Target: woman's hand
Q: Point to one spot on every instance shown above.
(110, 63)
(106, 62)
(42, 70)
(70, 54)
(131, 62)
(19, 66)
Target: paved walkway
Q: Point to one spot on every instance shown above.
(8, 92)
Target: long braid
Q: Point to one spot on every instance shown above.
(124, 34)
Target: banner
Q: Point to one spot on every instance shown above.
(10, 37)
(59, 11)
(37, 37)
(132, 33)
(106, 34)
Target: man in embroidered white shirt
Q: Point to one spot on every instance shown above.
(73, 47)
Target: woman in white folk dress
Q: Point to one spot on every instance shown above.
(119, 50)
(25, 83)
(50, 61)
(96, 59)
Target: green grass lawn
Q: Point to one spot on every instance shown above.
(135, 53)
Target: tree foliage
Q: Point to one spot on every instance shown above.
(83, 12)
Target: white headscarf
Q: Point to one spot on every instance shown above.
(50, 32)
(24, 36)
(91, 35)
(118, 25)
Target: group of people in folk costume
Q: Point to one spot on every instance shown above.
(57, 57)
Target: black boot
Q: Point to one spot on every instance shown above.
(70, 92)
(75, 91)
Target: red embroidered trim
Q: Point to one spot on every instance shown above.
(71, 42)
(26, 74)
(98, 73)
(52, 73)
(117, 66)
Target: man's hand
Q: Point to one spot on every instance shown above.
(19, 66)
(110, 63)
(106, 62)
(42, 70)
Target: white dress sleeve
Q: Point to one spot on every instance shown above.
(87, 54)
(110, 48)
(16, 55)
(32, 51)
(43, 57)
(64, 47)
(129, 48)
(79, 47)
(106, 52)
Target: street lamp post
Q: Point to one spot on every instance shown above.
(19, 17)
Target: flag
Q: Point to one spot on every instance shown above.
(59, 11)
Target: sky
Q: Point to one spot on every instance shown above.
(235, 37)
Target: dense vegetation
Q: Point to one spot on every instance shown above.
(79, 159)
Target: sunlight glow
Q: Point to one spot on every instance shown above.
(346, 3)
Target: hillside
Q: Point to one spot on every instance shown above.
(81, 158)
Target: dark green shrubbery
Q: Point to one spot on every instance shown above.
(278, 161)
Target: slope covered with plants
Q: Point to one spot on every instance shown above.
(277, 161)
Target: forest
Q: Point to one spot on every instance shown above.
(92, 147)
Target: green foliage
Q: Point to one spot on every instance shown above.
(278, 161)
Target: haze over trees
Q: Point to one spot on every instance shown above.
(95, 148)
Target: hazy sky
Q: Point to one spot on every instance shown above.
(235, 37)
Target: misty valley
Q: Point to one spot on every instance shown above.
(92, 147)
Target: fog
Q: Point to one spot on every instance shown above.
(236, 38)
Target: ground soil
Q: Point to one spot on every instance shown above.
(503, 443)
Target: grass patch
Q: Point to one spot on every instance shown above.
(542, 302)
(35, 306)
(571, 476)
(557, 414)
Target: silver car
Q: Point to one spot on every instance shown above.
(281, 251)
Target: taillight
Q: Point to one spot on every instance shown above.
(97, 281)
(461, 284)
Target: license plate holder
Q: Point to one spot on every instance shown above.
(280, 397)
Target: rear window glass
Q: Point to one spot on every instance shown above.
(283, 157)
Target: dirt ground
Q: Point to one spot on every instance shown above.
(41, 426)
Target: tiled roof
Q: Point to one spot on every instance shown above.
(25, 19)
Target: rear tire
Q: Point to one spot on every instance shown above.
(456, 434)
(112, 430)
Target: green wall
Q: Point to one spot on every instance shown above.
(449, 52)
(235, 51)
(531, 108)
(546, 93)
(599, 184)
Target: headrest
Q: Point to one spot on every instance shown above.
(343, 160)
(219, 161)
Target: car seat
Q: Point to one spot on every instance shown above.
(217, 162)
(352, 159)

◆ Required work ◆
Swap "instance" for "occurrence" everywhere in the data above, and copy out all of the data with nothing else changed.

◆ Solution ◆
Target: woman's hand
Q: Point to one spot on every occurrence shown above.
(110, 63)
(106, 62)
(42, 70)
(70, 54)
(131, 62)
(19, 66)
Target: paved walkway
Q: Point to one spot on every occurrence shown above.
(8, 92)
Target: long braid
Q: Point to one spot on every occurrence shown above.
(124, 34)
Target: banner
Q: Point to one spot on every occurrence shown above.
(10, 37)
(59, 11)
(37, 37)
(132, 33)
(106, 34)
Target: man in embroidered white shirt
Q: Point to one spot on every occurrence shown above.
(73, 47)
Target: woman in white folk dress
Q: Point to one spot on every occurrence shown above.
(119, 50)
(25, 83)
(50, 61)
(96, 59)
Target: green grass lawn
Q: Point to one spot on every occurrence shown above.
(135, 53)
Target: tree foliage
Q: Point to one spot on every occurrence shown above.
(83, 12)
Target: white headscarf
Q: Point to one spot on every occurrence shown above.
(50, 32)
(24, 36)
(91, 35)
(118, 25)
Target: group of people in folk costume
Q: Point to one spot on every occurrence shown above.
(57, 57)
Target: black boot
Q: Point to one spot on every occurrence shown above.
(70, 92)
(75, 91)
Target: red embroidered trim
Q: Point to one spot on every occurrence shown above.
(71, 42)
(26, 74)
(98, 73)
(52, 73)
(117, 66)
Target: man's hand
Q: Point to one spot on every occurrence shown above.
(19, 66)
(110, 63)
(106, 62)
(42, 70)
Target: white dress sleeve
Q: Point to one spot on every occurrence shown above.
(87, 54)
(110, 48)
(16, 55)
(32, 51)
(43, 57)
(64, 47)
(129, 48)
(79, 47)
(106, 52)
Target: street lamp post
Q: Point to one spot on every occurrence shown above.
(19, 17)
Target: flag
Q: Point to one spot on every occurrence shown above.
(59, 11)
Target: sky
Q: Point to one spot on every occurrence shown above.
(235, 37)
Target: dense vegetation
Q: Point to one spot on every occurrence shown above.
(79, 159)
Target: sunlight glow
Q: Point to one spot on every occurrence shown above.
(346, 3)
Target: hillside
Q: Point to one spot on every occurrence shown above.
(81, 158)
Target: dark green shrubbery
Q: Point to one spot on every occurrence shown above.
(278, 161)
Target: slope covered with plants
Q: Point to one spot on every occurrence shown above.
(277, 161)
Target: forest
Q: Point to one spot on every occurrence shown above.
(92, 147)
Target: green foliage
Q: Point to one spot on every occurrence shown above.
(278, 161)
Target: haze over trees
Q: Point to one spot on every occurrence shown above.
(95, 148)
Target: hazy sky
Q: Point to one spot on every occurrence shown above.
(235, 37)
Target: misty valley
Q: Point to one spot on every occurrence shown above.
(92, 147)
Target: fog
Q: Point to one spot on every occurrence shown above.
(236, 38)
Target: ground soil
Q: Point to one spot on every occurrence shown above.
(503, 443)
Target: grass patch
Q: Point to one spot on every occurrence shown above.
(542, 302)
(35, 306)
(571, 476)
(557, 414)
Target: silver car
Q: Point to one spot on every occurrence shown above.
(281, 251)
Target: taillight
Q: Point to one spot on every occurrence shown above.
(97, 281)
(461, 284)
Target: license plate holder
Q: Point to one spot on every occurrence shown above.
(280, 397)
Target: rear window glass
Q: Point to one spot on every occurrence shown above.
(283, 157)
Target: dirt ground
Q: Point to one spot on every occurrence shown above.
(41, 426)
Target: tiled roof
Q: Point to one spot on every occurrence shown above.
(25, 19)
Target: rear tire
Q: Point to one spot on every occurrence shown above.
(456, 434)
(112, 430)
Target: green wall
Q: Point to one spot on every occurrence shown above.
(449, 52)
(235, 51)
(531, 108)
(546, 93)
(599, 184)
Target: headrest
Q: Point to one spot on every occurrence shown above.
(343, 160)
(219, 161)
Target: car seat
Q: Point to one spot on every occurrence shown above.
(217, 162)
(352, 159)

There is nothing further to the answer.